**Required work**
Say only how many lines in the entries below contain the word "post".
═════ Information given ═════
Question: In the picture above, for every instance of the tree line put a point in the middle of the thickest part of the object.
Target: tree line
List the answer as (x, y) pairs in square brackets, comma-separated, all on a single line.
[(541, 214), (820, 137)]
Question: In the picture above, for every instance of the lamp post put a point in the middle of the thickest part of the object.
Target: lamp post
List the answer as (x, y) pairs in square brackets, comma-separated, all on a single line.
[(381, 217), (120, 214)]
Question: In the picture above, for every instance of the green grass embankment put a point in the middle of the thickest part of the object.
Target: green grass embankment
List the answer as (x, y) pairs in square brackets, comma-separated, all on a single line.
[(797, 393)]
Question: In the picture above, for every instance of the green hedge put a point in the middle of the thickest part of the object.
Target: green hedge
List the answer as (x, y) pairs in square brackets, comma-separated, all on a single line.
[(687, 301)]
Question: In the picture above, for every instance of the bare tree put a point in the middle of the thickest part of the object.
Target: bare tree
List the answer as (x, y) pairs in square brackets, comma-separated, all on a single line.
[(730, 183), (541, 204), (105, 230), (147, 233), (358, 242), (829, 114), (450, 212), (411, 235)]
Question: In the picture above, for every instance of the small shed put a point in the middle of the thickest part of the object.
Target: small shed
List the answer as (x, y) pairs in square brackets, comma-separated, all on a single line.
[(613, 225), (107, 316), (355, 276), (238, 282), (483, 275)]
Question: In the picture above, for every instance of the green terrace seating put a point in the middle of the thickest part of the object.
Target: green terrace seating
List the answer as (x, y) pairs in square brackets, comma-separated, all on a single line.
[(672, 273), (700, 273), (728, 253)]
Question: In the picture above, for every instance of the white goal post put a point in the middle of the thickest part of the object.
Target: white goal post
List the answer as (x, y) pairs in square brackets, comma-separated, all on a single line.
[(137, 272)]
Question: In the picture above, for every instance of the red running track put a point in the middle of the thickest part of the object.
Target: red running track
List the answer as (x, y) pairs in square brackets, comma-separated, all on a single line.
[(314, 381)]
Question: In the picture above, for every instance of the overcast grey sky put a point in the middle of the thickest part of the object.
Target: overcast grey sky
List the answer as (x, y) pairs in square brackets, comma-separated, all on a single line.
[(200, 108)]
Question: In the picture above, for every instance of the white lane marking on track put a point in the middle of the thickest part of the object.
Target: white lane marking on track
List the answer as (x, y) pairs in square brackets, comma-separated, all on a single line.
═════
**Task answer**
4